• SHORT PROBLEM
Select every line in the records below that contains the word "green", and copy each one out.

• TASK INPUTS
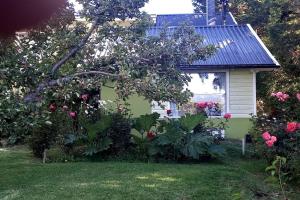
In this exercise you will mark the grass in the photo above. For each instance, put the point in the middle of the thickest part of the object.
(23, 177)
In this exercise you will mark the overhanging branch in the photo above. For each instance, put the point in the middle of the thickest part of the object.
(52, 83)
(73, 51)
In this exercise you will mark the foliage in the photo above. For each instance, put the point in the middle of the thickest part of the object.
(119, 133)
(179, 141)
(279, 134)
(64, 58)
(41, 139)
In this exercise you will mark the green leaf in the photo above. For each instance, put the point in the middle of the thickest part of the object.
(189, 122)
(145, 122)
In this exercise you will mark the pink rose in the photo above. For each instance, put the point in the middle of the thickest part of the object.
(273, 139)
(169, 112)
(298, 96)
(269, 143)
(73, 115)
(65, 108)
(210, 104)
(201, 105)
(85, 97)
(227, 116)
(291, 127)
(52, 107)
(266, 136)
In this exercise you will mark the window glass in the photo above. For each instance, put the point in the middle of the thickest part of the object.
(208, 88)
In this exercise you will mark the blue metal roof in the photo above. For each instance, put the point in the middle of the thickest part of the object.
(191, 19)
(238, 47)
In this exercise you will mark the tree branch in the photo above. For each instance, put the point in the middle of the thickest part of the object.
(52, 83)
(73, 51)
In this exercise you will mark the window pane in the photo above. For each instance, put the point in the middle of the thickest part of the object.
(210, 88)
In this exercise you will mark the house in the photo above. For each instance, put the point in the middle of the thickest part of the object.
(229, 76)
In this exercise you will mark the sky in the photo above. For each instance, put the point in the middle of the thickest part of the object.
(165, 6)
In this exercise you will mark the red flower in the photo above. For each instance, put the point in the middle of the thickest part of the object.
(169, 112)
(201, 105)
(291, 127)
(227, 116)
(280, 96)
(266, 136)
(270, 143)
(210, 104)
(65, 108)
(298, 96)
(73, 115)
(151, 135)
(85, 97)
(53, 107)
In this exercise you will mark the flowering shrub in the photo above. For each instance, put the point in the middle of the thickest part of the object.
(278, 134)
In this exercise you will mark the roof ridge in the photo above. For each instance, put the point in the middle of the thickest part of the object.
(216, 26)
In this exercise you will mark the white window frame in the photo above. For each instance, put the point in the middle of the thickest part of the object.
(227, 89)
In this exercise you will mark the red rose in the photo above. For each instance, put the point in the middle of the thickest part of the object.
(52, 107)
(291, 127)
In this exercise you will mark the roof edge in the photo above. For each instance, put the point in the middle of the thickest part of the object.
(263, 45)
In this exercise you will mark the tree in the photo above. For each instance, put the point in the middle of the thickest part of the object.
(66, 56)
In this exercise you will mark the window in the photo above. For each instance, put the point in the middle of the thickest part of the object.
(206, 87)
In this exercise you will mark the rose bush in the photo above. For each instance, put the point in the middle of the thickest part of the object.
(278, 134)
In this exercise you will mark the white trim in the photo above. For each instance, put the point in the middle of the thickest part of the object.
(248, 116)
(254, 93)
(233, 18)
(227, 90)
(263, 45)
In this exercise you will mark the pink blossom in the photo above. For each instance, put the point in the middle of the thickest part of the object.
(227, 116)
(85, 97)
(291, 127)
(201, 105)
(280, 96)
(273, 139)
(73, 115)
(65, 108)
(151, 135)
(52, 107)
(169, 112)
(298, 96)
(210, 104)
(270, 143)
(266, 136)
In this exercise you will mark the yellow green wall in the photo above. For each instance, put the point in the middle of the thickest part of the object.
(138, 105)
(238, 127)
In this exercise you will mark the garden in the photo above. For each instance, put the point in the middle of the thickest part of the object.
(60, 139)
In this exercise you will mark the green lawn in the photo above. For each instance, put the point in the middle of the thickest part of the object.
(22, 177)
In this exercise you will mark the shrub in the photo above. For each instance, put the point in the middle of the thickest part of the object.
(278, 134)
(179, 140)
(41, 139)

---

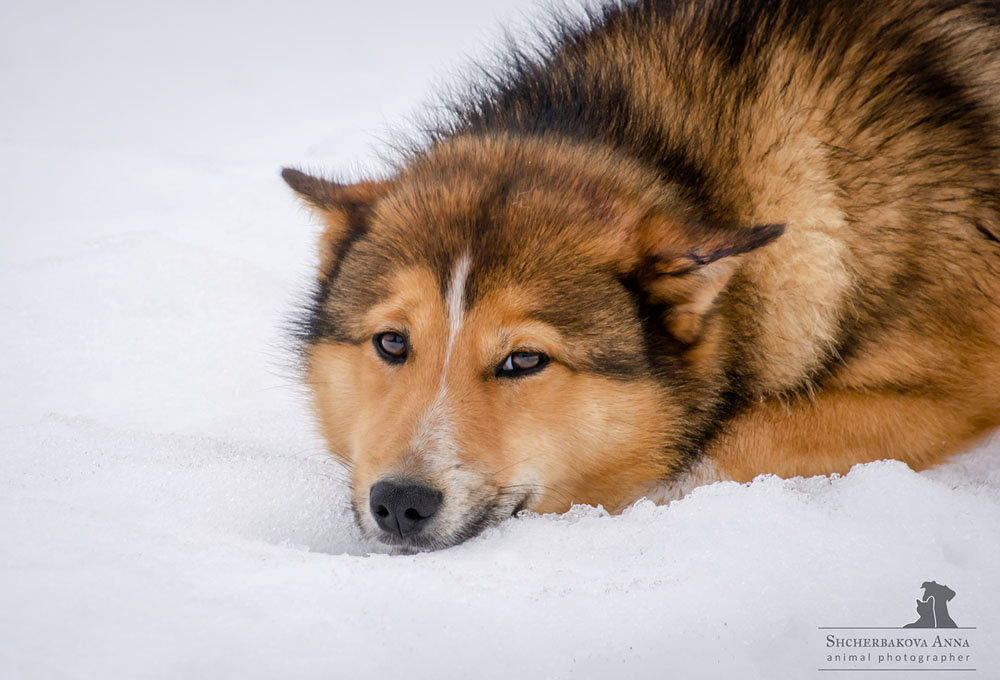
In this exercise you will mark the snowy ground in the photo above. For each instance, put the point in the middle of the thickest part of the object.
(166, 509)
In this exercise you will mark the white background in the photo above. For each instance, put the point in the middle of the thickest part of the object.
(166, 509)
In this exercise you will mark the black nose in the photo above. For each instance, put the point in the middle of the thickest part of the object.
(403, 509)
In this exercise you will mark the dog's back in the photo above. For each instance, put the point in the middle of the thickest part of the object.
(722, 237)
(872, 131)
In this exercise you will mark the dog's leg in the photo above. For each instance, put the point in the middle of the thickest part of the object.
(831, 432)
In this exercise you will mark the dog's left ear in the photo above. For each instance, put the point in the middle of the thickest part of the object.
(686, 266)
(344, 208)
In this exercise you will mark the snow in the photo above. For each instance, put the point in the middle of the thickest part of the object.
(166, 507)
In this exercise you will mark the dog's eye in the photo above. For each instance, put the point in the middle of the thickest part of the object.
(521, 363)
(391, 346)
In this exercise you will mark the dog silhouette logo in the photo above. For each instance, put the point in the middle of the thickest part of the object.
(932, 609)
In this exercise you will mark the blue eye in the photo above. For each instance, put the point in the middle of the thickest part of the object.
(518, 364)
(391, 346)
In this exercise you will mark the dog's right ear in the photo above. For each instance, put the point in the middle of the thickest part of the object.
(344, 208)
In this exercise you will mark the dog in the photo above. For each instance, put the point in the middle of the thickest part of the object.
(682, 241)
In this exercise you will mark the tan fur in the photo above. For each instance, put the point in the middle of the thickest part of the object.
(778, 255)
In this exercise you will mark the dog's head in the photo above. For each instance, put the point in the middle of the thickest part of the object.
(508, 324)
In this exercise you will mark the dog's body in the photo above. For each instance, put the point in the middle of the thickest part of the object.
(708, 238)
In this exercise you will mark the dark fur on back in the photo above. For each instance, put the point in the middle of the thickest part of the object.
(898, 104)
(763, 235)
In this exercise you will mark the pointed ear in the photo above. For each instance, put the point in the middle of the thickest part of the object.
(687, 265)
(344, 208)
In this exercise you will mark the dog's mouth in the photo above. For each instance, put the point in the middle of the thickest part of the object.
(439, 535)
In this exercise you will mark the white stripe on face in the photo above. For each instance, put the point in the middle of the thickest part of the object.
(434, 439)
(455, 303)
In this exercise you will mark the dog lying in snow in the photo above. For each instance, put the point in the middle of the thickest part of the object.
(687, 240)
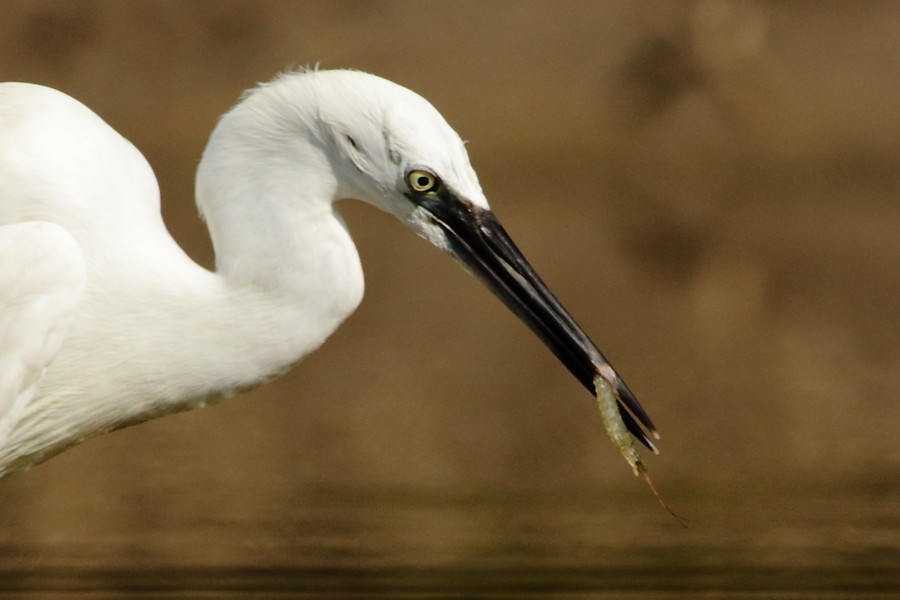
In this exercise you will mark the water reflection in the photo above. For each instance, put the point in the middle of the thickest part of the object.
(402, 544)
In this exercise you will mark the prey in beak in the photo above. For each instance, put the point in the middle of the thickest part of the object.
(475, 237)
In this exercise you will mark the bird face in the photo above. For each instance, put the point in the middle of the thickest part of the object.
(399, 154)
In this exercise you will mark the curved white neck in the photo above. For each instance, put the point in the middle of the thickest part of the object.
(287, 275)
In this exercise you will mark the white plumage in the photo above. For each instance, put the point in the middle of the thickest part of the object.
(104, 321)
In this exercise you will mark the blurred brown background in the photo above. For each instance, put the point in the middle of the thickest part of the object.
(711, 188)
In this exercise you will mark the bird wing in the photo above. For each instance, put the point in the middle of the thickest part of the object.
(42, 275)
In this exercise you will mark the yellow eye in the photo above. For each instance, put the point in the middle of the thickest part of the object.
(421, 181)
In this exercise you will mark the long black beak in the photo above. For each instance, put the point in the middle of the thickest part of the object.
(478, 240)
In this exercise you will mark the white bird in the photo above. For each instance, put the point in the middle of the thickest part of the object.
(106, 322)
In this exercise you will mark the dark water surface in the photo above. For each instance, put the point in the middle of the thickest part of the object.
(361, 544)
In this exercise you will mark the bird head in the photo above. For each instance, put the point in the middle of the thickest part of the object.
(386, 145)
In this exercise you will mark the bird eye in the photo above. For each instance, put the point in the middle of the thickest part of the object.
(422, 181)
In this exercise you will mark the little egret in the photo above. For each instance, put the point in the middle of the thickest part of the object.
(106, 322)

• EXERCISE RESULT
In this exercise you will mark the green leaf in the photo above. For each instance, put the point in the middle of the thickest part of the object.
In this exercise you will mark the yellow green wall in the photo above. For each instance, put the point in the middle of the thickest part of the object.
In this exercise you will mark the green lawn in the photo above. For each instance, put the point in the middle of the thickest part of the object.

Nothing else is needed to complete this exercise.